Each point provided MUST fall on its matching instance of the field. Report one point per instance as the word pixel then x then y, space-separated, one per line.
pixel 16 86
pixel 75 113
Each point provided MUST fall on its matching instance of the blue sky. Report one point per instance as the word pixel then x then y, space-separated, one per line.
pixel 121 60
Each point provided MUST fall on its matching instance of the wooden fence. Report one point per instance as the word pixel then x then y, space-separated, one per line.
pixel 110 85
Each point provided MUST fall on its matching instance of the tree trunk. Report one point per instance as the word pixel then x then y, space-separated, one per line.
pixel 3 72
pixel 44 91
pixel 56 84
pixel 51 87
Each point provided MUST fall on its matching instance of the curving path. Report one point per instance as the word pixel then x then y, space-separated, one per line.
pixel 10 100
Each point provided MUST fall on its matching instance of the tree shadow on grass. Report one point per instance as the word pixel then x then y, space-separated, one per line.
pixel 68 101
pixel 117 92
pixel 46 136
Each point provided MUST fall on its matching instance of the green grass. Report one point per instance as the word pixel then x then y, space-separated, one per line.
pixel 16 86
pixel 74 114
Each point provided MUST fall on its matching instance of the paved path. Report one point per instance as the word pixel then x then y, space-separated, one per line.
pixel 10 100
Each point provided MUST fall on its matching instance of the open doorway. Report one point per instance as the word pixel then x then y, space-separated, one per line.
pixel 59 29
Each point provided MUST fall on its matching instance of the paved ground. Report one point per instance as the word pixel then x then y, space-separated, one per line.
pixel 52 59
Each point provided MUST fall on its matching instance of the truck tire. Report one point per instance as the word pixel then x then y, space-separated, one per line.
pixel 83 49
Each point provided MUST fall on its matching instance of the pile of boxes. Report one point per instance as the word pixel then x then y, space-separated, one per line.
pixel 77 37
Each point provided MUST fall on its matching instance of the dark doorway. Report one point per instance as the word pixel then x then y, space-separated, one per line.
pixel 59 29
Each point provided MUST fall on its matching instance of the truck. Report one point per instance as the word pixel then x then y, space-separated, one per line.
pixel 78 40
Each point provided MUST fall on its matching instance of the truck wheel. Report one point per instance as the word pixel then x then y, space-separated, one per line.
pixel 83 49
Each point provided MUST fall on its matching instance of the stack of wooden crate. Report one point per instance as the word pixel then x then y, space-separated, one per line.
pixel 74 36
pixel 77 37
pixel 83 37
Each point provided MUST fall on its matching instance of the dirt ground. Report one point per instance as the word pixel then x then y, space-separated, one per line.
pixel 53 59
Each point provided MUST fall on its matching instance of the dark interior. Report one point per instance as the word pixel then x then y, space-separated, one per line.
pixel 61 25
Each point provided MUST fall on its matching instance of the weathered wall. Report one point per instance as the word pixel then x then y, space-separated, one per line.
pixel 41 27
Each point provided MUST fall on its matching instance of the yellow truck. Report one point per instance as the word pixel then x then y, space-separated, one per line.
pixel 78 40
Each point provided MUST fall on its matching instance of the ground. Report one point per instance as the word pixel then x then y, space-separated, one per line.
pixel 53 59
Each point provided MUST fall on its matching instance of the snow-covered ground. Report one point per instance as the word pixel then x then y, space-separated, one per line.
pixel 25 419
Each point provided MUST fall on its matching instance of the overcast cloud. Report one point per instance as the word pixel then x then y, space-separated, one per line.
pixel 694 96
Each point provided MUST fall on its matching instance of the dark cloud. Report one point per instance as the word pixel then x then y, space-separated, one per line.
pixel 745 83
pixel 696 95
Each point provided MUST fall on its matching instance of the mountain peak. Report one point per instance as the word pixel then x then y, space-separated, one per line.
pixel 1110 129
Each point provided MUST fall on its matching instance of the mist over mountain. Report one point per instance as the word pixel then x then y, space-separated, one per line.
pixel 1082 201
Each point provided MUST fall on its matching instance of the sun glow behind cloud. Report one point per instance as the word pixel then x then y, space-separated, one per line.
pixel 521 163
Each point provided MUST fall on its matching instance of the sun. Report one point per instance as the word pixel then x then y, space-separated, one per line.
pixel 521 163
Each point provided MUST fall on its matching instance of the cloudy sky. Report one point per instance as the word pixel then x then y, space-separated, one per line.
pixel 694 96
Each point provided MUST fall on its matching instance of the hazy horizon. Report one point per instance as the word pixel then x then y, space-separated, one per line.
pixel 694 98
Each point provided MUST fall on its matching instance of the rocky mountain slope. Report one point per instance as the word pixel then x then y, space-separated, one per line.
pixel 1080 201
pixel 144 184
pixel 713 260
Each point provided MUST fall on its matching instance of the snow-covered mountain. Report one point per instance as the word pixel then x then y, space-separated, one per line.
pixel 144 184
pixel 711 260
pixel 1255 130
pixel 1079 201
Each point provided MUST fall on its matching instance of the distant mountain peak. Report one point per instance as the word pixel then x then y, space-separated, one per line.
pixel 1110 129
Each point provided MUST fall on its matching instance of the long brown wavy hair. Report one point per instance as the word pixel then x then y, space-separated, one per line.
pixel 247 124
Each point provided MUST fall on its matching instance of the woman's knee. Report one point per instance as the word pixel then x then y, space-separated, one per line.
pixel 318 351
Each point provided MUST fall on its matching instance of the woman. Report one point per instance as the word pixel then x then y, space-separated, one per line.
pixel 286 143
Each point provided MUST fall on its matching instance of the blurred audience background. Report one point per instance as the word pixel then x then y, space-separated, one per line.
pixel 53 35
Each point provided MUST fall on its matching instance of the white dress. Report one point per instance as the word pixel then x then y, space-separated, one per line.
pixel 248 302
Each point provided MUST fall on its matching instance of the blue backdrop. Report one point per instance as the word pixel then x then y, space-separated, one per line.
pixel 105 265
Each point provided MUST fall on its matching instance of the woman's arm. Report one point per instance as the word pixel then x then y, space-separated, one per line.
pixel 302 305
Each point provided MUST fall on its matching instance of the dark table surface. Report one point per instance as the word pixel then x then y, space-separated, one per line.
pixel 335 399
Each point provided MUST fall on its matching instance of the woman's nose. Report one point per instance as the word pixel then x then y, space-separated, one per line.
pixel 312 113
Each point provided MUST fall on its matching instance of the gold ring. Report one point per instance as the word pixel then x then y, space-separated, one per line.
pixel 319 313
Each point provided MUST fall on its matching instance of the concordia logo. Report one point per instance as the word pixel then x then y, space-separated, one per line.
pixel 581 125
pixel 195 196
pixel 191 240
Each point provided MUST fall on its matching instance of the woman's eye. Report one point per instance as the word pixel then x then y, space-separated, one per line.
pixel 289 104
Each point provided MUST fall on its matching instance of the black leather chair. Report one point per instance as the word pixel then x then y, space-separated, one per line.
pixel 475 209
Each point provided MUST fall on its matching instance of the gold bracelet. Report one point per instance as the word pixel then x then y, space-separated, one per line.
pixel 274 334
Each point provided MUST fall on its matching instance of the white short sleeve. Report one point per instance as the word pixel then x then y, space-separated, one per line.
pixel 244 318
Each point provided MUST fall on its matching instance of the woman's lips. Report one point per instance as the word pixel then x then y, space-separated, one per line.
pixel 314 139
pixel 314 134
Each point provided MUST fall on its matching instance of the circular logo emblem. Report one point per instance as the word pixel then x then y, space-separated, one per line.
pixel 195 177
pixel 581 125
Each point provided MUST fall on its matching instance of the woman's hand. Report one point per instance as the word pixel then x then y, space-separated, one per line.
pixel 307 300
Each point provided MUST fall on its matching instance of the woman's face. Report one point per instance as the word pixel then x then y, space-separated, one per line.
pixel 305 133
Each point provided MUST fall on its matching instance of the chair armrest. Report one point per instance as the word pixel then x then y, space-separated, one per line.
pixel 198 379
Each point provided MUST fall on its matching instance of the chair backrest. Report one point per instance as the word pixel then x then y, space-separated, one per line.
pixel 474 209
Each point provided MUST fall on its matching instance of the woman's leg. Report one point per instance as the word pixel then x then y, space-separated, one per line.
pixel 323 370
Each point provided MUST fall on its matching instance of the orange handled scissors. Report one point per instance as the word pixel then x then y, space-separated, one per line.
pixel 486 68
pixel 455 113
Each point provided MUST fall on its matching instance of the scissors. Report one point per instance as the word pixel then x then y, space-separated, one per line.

==

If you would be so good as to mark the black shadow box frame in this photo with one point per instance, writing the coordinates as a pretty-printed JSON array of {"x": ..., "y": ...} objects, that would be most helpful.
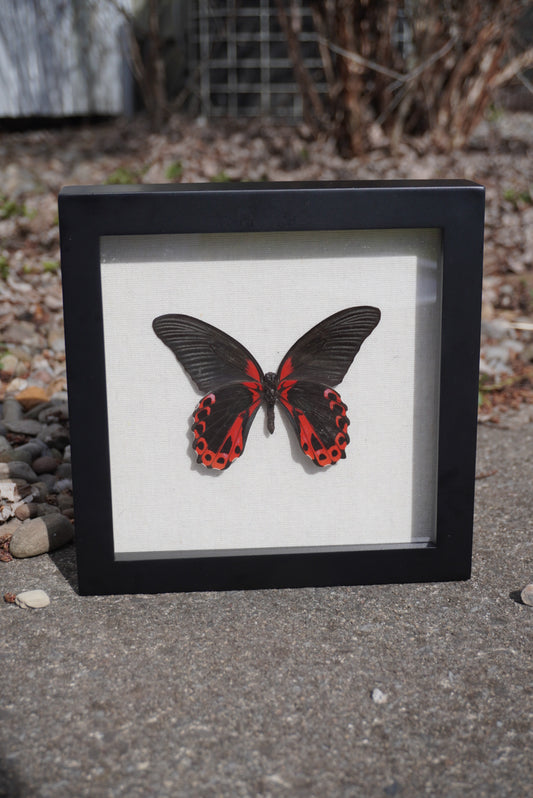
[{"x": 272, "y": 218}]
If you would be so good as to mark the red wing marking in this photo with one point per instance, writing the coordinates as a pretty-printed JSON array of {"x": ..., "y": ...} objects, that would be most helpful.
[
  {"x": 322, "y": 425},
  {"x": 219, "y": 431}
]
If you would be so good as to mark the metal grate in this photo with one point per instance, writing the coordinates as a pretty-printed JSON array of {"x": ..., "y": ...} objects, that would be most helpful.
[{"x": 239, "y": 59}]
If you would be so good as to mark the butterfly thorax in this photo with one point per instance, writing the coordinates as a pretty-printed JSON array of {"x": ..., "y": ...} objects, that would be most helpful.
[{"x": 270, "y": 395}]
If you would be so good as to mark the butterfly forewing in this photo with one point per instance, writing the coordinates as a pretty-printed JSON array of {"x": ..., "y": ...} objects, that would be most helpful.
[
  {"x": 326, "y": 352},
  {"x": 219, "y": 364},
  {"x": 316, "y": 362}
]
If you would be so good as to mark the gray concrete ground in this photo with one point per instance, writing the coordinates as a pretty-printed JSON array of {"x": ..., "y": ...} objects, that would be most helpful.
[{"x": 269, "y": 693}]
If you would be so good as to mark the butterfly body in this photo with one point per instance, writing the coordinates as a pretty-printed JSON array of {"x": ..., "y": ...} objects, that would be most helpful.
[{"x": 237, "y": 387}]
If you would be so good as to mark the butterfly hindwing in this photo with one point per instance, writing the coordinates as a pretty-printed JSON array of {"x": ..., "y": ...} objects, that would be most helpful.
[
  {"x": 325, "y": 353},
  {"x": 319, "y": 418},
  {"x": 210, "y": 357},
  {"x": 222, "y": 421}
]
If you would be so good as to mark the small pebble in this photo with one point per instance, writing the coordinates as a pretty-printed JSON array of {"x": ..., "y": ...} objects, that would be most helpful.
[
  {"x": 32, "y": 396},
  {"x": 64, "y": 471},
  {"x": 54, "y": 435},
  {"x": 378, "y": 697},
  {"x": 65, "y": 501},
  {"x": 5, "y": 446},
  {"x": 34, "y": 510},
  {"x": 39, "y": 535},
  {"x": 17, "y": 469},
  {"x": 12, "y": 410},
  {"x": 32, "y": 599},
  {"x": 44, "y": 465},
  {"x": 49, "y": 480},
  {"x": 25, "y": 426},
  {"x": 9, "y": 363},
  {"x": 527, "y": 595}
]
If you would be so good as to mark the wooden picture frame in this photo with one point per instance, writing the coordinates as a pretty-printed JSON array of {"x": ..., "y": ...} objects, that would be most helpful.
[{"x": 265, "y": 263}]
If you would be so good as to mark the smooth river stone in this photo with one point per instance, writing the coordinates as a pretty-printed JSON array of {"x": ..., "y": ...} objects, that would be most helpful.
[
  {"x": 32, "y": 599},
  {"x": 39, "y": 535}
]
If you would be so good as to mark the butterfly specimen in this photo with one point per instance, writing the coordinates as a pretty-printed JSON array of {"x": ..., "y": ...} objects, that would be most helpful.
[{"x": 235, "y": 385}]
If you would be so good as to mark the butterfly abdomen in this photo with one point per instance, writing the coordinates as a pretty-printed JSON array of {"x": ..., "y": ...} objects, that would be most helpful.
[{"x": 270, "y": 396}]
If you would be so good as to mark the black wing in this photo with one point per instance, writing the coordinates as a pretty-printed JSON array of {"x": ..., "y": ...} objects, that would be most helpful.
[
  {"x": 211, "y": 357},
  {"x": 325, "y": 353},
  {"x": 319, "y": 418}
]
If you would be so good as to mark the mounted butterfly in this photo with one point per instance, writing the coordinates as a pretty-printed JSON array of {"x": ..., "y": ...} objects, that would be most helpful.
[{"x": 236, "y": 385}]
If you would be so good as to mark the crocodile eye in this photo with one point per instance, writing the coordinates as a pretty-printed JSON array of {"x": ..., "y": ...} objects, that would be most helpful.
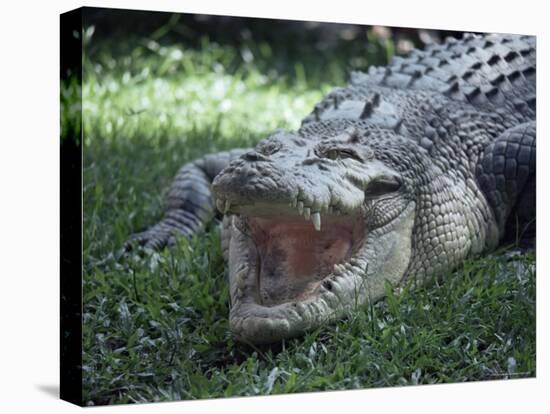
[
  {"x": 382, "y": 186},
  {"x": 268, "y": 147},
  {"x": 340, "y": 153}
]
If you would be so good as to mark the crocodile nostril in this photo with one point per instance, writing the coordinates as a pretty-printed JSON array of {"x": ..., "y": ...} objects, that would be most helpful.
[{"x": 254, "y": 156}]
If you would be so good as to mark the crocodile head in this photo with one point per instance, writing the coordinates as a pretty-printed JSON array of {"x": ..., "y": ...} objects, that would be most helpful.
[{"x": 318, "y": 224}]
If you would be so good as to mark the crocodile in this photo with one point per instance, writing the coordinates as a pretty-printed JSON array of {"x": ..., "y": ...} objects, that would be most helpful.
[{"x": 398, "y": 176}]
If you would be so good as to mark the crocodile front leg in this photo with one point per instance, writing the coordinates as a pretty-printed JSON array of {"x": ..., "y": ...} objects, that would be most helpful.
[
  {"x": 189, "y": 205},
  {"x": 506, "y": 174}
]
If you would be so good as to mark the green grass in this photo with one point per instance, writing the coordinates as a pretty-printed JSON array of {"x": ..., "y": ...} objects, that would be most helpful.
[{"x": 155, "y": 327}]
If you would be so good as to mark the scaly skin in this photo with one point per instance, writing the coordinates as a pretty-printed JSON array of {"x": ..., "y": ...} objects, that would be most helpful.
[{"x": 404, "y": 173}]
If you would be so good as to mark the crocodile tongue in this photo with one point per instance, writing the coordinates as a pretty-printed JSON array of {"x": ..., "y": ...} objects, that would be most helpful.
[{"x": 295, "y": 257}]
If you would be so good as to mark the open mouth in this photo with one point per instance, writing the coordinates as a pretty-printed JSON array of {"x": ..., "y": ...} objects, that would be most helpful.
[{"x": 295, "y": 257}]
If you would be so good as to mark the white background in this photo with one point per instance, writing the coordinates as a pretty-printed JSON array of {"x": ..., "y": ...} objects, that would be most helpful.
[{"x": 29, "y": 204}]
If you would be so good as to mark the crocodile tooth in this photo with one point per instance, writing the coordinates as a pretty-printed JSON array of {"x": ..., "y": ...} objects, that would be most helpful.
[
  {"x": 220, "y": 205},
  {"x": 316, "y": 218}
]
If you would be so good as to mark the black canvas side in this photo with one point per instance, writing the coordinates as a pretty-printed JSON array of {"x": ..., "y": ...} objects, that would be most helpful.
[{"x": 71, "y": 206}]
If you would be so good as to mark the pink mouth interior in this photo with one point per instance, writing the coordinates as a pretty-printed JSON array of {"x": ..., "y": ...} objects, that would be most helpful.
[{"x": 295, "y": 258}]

...

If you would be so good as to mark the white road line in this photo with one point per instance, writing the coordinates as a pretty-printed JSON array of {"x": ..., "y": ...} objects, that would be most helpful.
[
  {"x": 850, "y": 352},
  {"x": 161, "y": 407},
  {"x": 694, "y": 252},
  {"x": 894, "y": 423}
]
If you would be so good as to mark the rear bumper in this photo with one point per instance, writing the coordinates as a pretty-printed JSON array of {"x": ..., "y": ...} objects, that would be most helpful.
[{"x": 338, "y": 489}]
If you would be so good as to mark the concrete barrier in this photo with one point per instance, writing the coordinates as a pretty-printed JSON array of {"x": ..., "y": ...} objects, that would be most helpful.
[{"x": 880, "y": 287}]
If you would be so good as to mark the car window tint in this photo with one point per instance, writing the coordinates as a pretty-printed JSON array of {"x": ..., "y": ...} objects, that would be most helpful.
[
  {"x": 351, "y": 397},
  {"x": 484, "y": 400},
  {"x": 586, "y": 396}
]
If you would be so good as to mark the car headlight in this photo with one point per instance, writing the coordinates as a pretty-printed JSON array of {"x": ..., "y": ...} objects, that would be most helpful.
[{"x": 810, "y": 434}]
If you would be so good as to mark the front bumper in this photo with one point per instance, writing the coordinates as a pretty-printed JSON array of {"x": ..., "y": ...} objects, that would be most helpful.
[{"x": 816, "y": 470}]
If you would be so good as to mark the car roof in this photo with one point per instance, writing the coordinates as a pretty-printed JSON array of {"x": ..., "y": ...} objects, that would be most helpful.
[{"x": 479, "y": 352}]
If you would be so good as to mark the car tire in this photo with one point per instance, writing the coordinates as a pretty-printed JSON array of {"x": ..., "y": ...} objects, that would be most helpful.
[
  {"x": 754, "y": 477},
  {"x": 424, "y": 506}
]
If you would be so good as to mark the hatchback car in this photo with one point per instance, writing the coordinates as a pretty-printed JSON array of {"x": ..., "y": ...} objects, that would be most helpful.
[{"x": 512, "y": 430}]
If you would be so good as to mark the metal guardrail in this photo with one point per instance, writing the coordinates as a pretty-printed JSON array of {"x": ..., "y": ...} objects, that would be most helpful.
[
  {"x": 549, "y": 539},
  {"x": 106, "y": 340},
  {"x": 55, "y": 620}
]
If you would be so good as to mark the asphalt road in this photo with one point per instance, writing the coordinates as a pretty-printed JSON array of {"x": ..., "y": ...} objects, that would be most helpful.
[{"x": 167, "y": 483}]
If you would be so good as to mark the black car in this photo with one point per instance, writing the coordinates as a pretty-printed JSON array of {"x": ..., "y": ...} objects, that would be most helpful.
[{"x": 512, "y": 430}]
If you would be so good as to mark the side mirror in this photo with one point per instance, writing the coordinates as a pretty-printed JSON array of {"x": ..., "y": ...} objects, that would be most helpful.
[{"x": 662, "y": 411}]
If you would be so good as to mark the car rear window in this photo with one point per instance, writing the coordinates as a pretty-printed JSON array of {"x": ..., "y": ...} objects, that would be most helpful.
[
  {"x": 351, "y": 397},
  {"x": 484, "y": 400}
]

# Work required:
Only one stretch of the entries above is wanted: the lines from the one containing "of the circular" through the one containing "of the scissors.". Please reproduce it exactly.

# Task solution:
Each point provided MUST fall on its matching instance of the circular logo emblem. Report one point per instance as the word pixel then x then y, space-separated, one per line.
pixel 195 177
pixel 581 125
Each point provided MUST fall on its matching instance of the woman's hand. Report one point per instance as the word pixel then x then y, space-separated, one per line.
pixel 307 300
Each point provided MUST fall on its matching instance of the woman's face. Report one point per instance as the word pixel then x then y, space-separated, one per line.
pixel 305 133
Each point provided MUST fall on its matching instance of the chair armrest. Report one point per instance as the word pixel then x then y, space-separated, one per line.
pixel 198 379
Each point provided MUST fall on its matching instance of the chair backrest. Report one point per instance as the word pixel then x then y, space-separated, one per line.
pixel 474 209
Each point provided MUST fall on its matching instance of the woman's leg. Report one point per instance as the word pixel then x then y, space-separated, one per line.
pixel 323 370
Each point provided MUST fall on its matching instance of the orange handled scissors. Report one point per instance as the word pixel then x then y, space-separated, one per line.
pixel 486 68
pixel 455 113
Each point provided MUST fall on its matching instance of the scissors. Report one point per instance as the word pixel then x then y, space-separated, one per line.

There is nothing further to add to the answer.